__WHAT THE EXERCISE ASKS__. A verbatim transcript of the data below is required, images omitted.

==== EXTRACTED DATA

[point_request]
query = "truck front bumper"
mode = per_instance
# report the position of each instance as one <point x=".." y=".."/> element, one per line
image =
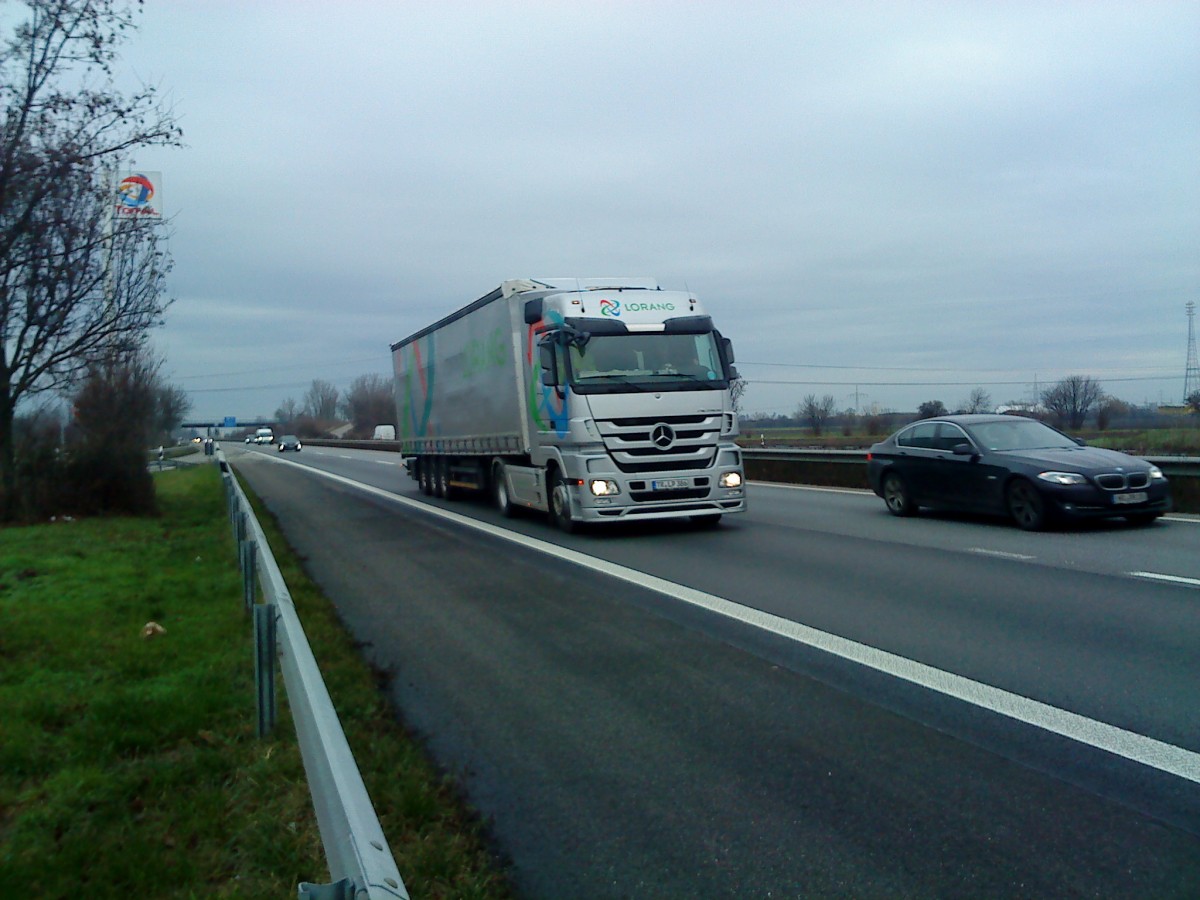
<point x="658" y="497"/>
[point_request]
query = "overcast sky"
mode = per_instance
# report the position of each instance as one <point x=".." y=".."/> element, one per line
<point x="885" y="202"/>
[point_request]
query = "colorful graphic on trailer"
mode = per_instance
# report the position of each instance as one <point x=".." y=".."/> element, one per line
<point x="138" y="196"/>
<point x="417" y="397"/>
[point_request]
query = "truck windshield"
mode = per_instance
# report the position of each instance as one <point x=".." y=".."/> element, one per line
<point x="657" y="360"/>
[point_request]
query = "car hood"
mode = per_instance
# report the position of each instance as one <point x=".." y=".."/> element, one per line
<point x="1083" y="459"/>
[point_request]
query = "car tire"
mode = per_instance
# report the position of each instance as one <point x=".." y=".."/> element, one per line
<point x="1026" y="505"/>
<point x="897" y="496"/>
<point x="1141" y="520"/>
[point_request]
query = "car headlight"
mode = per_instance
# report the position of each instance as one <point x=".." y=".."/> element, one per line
<point x="1063" y="478"/>
<point x="603" y="487"/>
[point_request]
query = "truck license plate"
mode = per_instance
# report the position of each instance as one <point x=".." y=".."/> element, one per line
<point x="671" y="484"/>
<point x="1125" y="498"/>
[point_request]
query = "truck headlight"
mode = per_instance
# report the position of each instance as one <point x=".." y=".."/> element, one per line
<point x="603" y="487"/>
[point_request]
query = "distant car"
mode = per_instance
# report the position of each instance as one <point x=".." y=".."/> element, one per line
<point x="1012" y="466"/>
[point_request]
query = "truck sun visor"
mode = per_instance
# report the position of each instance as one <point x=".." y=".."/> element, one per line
<point x="689" y="325"/>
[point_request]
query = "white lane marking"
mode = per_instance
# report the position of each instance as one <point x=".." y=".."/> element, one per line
<point x="1171" y="579"/>
<point x="999" y="553"/>
<point x="1127" y="744"/>
<point x="813" y="487"/>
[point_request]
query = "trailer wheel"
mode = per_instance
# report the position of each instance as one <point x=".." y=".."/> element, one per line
<point x="501" y="491"/>
<point x="561" y="504"/>
<point x="442" y="479"/>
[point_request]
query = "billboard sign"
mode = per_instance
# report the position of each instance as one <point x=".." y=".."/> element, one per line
<point x="139" y="196"/>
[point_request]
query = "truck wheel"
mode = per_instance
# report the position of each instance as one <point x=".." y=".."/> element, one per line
<point x="561" y="504"/>
<point x="501" y="491"/>
<point x="442" y="479"/>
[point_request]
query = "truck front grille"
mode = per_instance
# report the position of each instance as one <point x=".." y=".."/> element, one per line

========

__RESPONSE BOX__.
[point_request]
query = "truck front bumper"
mode = per_instance
# report the position of each instance as one <point x=".." y=".."/> element, one per line
image =
<point x="658" y="497"/>
[point_request]
query = "overcast sky"
mode = per_instance
# report the position of each instance as one <point x=".." y=".."/> element, one per line
<point x="885" y="202"/>
[point_request]
query = "colorful graphic on trailer"
mode = per_instance
# report the position of each instance as one <point x=".." y=".."/> element, one per line
<point x="138" y="196"/>
<point x="417" y="397"/>
[point_request]
query = "truck windshield"
mode = per_instance
# report the position of each instance as one <point x=".." y=".."/> element, one per line
<point x="657" y="360"/>
[point_request]
query = "car hood"
mode = per_instance
# report the position of each instance as one <point x=".." y=".."/> element, one per line
<point x="1083" y="459"/>
[point_request]
query = "car tire"
mode = per_instance
# report the position of each instance as one <point x=".." y=".."/> element, one per line
<point x="1026" y="505"/>
<point x="897" y="496"/>
<point x="1141" y="520"/>
[point_request]
query = "car headlight"
mode = per_instance
# report the position of each instance as one <point x=".." y=".."/> element, one per line
<point x="1063" y="478"/>
<point x="603" y="487"/>
[point_request]
query = "truck license plate"
mode = per_instance
# report the position of each instance as one <point x=".." y=".."/> element, one per line
<point x="671" y="484"/>
<point x="1125" y="498"/>
[point_request]
query = "truck headlight"
mode = per_instance
# report the position of each instance as one <point x=".." y=".."/> element, one per line
<point x="603" y="487"/>
[point_request]
query = "distant car"
mode = per_instance
# report the position of each instance as one <point x=".." y=".."/> element, one per line
<point x="1012" y="466"/>
[point_request]
query = "truck sun visor"
mode = per_instance
# report the position of each instance as one <point x=".." y=".."/> element, one per line
<point x="689" y="325"/>
[point_request]
query = "white lane marking"
mode = per_instance
# report the position of each instance as one <point x=".." y=".."/> element, one per line
<point x="1171" y="579"/>
<point x="999" y="553"/>
<point x="1127" y="744"/>
<point x="813" y="487"/>
[point_request]
query = "trailer wheel"
mode = per_instance
# report the position of each instance as one <point x=".." y=".."/> element, one per line
<point x="501" y="491"/>
<point x="561" y="504"/>
<point x="442" y="479"/>
[point_request]
query = "billboard sign"
mode = per_instance
# report the position of each instance as one <point x=".." y=".."/> element, one per line
<point x="139" y="196"/>
[point_request]
query = "truck wheel"
mode = per_instance
# report the position of each instance as one <point x=".." y=".."/> element, one per line
<point x="561" y="504"/>
<point x="501" y="491"/>
<point x="442" y="479"/>
[point_request]
query = "truck front grille"
mode = per_instance
# report the position of each instance as one <point x=".." y=".."/> element, one per line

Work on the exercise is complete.